**What you have to do**
Below is a set of records. Please retype every one exactly.

**Dataset extract**

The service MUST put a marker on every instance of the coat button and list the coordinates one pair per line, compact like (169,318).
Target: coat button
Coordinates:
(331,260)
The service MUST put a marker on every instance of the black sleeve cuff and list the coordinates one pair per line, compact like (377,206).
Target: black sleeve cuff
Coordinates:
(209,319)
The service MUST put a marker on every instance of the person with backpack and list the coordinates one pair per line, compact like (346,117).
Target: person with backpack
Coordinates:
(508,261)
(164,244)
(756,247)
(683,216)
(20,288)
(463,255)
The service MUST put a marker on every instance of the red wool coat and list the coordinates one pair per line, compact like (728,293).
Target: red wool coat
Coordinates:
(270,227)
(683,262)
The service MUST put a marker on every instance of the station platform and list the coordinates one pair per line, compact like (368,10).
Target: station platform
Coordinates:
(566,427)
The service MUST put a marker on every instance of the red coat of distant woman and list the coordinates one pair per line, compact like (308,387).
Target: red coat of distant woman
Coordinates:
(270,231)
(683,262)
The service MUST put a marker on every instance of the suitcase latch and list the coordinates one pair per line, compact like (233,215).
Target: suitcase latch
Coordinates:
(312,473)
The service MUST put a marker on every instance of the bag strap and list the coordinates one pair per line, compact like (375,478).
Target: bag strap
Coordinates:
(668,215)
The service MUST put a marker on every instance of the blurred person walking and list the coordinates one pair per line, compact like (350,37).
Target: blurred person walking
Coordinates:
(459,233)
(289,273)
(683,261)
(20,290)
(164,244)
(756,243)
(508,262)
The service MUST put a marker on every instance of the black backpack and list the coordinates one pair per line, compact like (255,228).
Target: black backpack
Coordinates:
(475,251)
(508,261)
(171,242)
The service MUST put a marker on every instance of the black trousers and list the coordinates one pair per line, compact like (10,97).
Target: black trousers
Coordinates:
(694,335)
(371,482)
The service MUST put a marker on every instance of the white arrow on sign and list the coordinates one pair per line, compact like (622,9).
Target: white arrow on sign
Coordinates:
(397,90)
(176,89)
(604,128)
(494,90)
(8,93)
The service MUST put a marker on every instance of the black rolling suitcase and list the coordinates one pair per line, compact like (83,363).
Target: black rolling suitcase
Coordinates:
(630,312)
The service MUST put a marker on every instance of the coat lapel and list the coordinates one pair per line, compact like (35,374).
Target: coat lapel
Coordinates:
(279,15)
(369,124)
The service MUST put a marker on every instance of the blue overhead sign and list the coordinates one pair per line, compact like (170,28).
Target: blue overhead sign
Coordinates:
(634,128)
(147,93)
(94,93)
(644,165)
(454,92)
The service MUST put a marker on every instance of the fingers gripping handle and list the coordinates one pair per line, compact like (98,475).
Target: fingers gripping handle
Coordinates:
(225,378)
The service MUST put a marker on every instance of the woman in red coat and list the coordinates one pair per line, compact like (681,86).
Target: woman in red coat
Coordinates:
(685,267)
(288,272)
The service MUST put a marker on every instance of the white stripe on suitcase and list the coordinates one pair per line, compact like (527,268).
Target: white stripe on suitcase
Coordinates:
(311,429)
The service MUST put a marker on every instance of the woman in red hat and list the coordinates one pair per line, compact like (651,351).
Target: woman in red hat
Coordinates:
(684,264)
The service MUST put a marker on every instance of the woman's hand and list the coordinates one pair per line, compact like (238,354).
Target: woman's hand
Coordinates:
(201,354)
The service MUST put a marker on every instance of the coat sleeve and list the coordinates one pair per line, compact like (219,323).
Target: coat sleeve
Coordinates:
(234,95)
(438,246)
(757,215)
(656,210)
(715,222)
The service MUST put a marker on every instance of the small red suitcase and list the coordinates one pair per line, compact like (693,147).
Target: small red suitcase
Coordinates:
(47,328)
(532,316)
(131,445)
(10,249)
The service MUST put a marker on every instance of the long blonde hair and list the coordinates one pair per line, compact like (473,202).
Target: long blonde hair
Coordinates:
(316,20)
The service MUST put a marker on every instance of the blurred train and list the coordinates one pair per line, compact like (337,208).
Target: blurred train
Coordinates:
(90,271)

**Written solution**
The service MUST put a marker on every instance of the coat button and list the coordinates one pair per line, compact like (169,318).
Target: coat button
Coordinates:
(331,260)
The service MUST put a marker on every instance of the black sleeve cuff and list the coordinates one pair per line, compact like (377,206).
Target: black sleeve cuff
Coordinates:
(209,319)
The service MUST put a marker on every instance of the person with backpack and list the coordinates one pair per line, compact like (346,117).
Target: person with backpack
Coordinates:
(508,261)
(164,244)
(756,247)
(683,216)
(20,288)
(463,255)
The service MUST put a marker on every instance of the red wool coat and list the coordinates one pair per line, compact like (728,293).
Target: red wool coat
Coordinates:
(270,227)
(683,262)
The service MUST put a marker on every instance of the station platform and list the coordinates one pair per line, compact like (368,10).
Target: station platform
Coordinates:
(566,427)
The service MUST put a marker on every instance of the red coat of distant woman and list the coordinates one pair per line, compact like (308,387).
Target: red coat of distant woman
Coordinates:
(270,231)
(683,262)
The service MUST put a marker on every instance of the suitcase latch and list the coordinates one pair per line, compact like (233,215).
Target: suitcase latch
Coordinates:
(312,473)
The service MUST put a marker on every instance of the bag strap and list the coordinates one pair per line, compact like (375,478).
Target: bag strap
Coordinates:
(668,215)
The service MUST put a marker on every instance of the blurred person walking and list the coordinates one pair per line, compact like (350,37).
Target: blurred person walking
Coordinates:
(459,233)
(289,273)
(683,261)
(20,290)
(164,244)
(756,243)
(508,262)
The service MUST put a marker on every instance of the black backpack and list the coordinates one pair per line, compact like (255,228).
Target: black backpack
Coordinates:
(475,251)
(508,261)
(171,242)
The service MUST put a marker on every instance of the black trousers and list the coordinates one pair per line, compact like (10,97).
Target: black trousers
Coordinates:
(694,335)
(371,482)
The service MUST put a marker on every instance of the white arrow on sign and list the coordinates one pair per line, compact like (622,9).
Target: white arrow on sign
Coordinates:
(397,90)
(176,89)
(604,128)
(494,90)
(8,93)
The service MUST put a marker on every instance of the black rolling suitcase and list the coordinates one pair per line, compact like (83,363).
Target: black rolling suitcase
Coordinates:
(630,312)
The service MUST put a marker on every instance of the coat lapel and list the coordinates one pair per line, compact like (35,374).
Target: coat lapel
Coordinates:
(279,15)
(369,124)
The service MUST put a marker on every instance of the blue overhead sign and list the coordinates one pair per line, compact like (170,28).
Target: blue overhead sign
Coordinates:
(634,128)
(147,93)
(94,93)
(644,165)
(454,92)
The service MUST put a marker on every instance of the fingers gripping handle and list the coordinates one pair per line, compact like (98,475).
Target: fingers gripping handle
Coordinates:
(225,378)
The service MUST put a marker on every instance of the woman in red coat and list the coordinates one pair per line, compact like (681,86).
Target: woman in red coat
Coordinates:
(685,267)
(288,272)
The service MUST put a marker on every instance of the white stripe on suitcase and list the coordinates one pair per line, compact like (527,268).
Target: white stripe on suitcase
Coordinates:
(311,429)
The service MUST put a marker on every instance of the woman in red hat and list the coordinates one pair per line, compact like (651,351).
Target: woman in red hat
Coordinates:
(684,264)
The service MUST put a marker on every instance of the woman's hand and list the coordinates one pair per line, compact like (238,354).
Target: woman's hand
Coordinates:
(201,354)
The service MUST put a marker on every instance of the coat sleeve and list the coordinates one pair per line, compact like (219,323).
Target: coat sleeve
Coordinates:
(234,95)
(438,246)
(757,215)
(656,210)
(715,222)
The service MUST put a marker on every instance of the small red suitcase and list the coordinates one pair per line, compact like (693,147).
Target: small red suitcase
Coordinates:
(47,328)
(532,316)
(131,445)
(10,249)
The service MUST put a marker on every instance of the long blonde hair and list the coordinates one pair per line, compact like (473,202).
Target: long blonde hair
Coordinates:
(316,20)
The service MUST put a marker on every instance of the blurred train and list the coordinates one pair per line, compact like (337,208).
Target: blurred train
Coordinates:
(90,271)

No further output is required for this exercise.